*Ausgangstext*:
Schwäbische Zeitung (Leutkirch / Isny / Bad Wurzach)
„Ich möchte den Menschen hier die Hand reichen“
Der Theaterdirektor des Festspielhauses Füssen, Benjamin Sahler, zielt mit seinem künftigen Programm auch auf das regionale Publikum.
FÜSSEN - Dieser Mann brachte das Ludwig-Musical zurück nach Füssen: Benjamin Sahler. Inzwischen ist er zum Theaterdirektor des Festspielhauses ernannt worden und verantwortet das künstlerische Programm. Der 44-Jährige hat große Pläne: Er wird neben Ludwig 2 auch andere Musicals sowie Opern, Ballette und einiges mehr auf die Bühne bringen, wie er im Gespräch mit KlausPeter Mayr erklärt. Er ist sich sicher, dass er das Programm im Festspielhaus gewinnbringend gestalten kann.
Herr Sahler, welche künstlerischen und finanziellen Vorgaben hat Ihnen der Festspielhaus-Besitzer Manfred Rietzler gemacht?
Vorgaben – das klingt immer so nach Hürden, die man nehmen muss. Ich sage lieber: Wir haben gemeinsame Ziele. Ein wesentliches Ziel ist, dass wir eine schwarze Null erreichen. Rein auf das Ludwig-Musical bezogen haben wir dies schon geschafft. Jetzt wollen wir die schwarze Null mit dem Theaterhaus insgesamt erreichen.
Müssen Sie als künstlerischer Leiter fürs ganze Haus planen – also auch etwa für Tagungen sowie für Feste und Feiern?

*Arbeitsanweisungen*:
(a) Gib aus dem Interview über das Festspielhaus Füssen alles von "Vorgaben – das" bis hinunter zu "Feste und Feiern?" wortgetreu wieder.
(b) Führe das Interview über das Festspielhaus Füssen ab der Stelle weiter, an der es endet.
Die Daten stammen aus einer anderen Quelle als der Ausgangstext.

*Daten*:
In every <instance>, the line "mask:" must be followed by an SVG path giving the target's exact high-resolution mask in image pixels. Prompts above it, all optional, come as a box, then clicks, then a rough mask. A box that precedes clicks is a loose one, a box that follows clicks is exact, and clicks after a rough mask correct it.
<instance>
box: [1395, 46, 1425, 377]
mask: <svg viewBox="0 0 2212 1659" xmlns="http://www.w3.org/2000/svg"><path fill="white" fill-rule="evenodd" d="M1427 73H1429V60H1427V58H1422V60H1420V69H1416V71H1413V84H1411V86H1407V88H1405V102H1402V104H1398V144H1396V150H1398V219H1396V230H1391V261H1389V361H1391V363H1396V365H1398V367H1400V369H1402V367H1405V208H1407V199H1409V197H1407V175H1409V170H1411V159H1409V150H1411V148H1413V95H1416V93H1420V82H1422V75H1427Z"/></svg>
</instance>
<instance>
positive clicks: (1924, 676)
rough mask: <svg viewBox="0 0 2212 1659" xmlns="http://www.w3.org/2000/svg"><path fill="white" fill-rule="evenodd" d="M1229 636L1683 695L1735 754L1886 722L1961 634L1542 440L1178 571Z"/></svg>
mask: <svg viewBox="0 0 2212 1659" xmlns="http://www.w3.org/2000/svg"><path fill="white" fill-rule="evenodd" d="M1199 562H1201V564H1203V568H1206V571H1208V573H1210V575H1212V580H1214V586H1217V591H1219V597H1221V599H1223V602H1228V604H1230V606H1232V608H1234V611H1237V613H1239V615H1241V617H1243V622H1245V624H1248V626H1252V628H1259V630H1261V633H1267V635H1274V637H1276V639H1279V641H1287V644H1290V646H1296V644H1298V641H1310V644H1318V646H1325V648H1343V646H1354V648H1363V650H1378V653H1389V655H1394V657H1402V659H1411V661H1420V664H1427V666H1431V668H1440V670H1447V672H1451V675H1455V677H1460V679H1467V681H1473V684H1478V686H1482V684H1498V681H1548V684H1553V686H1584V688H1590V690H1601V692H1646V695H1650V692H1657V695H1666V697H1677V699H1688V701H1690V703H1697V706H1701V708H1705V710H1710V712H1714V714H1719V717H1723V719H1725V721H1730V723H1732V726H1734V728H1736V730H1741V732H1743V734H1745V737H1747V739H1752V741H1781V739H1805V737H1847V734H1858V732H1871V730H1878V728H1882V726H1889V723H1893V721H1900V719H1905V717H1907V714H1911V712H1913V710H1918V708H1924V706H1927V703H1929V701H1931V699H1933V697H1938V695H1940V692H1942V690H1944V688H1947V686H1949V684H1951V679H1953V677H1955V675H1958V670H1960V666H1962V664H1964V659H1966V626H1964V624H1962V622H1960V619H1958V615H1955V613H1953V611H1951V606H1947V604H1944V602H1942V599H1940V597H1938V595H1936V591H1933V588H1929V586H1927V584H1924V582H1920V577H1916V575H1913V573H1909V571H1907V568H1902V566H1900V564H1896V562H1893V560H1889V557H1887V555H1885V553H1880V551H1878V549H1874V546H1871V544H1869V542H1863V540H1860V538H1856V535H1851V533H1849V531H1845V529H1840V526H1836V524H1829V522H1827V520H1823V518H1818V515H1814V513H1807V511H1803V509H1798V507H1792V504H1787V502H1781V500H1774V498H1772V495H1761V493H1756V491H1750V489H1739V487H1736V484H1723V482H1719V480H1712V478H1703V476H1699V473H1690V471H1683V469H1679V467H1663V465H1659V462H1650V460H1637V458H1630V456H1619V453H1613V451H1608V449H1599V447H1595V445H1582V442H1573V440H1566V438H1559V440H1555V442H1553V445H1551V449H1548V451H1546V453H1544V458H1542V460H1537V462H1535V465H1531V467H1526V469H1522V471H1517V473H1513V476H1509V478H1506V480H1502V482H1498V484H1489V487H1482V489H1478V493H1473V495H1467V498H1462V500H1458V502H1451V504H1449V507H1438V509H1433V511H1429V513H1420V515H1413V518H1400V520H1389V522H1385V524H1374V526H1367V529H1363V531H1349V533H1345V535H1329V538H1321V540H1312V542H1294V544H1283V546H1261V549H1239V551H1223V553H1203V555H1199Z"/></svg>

*Lösungen*:
(a)
Vorgaben – das klingt immer so nach Hürden, die man nehmen muss. Ich sage lieber: Wir haben gemeinsame Ziele. Ein wesentliches Ziel ist, dass wir eine schwarze Null erreichen. Rein auf das Ludwig-Musical bezogen haben wir dies schon geschafft. Jetzt wollen wir die schwarze Null mit dem Theaterhaus insgesamt erreichen.
Müssen Sie als künstlerischer Leiter fürs ganze Haus planen – also auch etwa für Tagungen sowie für Feste und Feiern?

(b)
Ich versuche, ganzheitlich für dieses Theater zu denken und mich stark einzubringen, um das Haus für Besucher attraktiv zu machen. Aber natürlich bin ich Künstler durch und durch. Deswegen wird für mich immer das Künstlerische den Schwerpunkt bilden. Dafür kämpfe ich, und Manfred Rietzler ist voll auf meiner Seite. Aber wenn andere Sachen dazu beitragen, diesen Standort zu erhalten, dann ist uns das willkommen. Denn wir werden hier nicht 365 Tage im Jahr Musicals und Opern spielen können. Dafür gibt es kein Publikum.
Wenn Sie die schwarze Null anstreben, hieße das, Sie hätten hier das erste Theaterhaus in Deutschland, das keine Verluste macht.
Das ist natürlich eine große Herausforderung. Aber man kann ja mal diese Vision ins Auge fassen. Wesentlich dabei ist das Ludwig-Musical. Wenn wir 60 bis 100 Aufführungen im Jahr haben und die Auslastung bei 75 Prozent liegen würde, wäre das sehr gut. Es soll außerdem das Hotel hier am Theater gebaut werden. Dann wird der Standort für Tagungen, Betriebsversammlung und Sonstiges interessant. Wir sind auch dabei, TV-Produktionen hereinzuholen – da gibt es vielversprechende Gespräche. Durch solche Vermietungen könnten wir eine ganzjährige Auslastung erreichen. Eine schwarze Null zu erreichen klingt unglaublich. Aber es könnte funktionieren.
Wie schaut Ihr künstlerisches Konzept insgesamt aus?
Für uns ist das Musical Ludwig 2die Kernveranstaltung. Damit wollen wir bundesweit auf diesen Standort aufmerksam machen. Das zweite ist, dass wir andere Musicals im Programm haben wie den „Ring“und „Die Päpstin“. Das sind Stücke, von denen wir denken, dass sie super hierher passen. Das Festspielhaus ist ein Musicaltheater. Dafür wurde es konzipiert und gebaut. Der Orchestergraben, die Bühnenkonstruktion, die Akustik sind darauf ausgelegt. Neben den Musicals wollen wir ein Kulturprogramm mit Opern und Ballett etablieren.
Wann soll das sein?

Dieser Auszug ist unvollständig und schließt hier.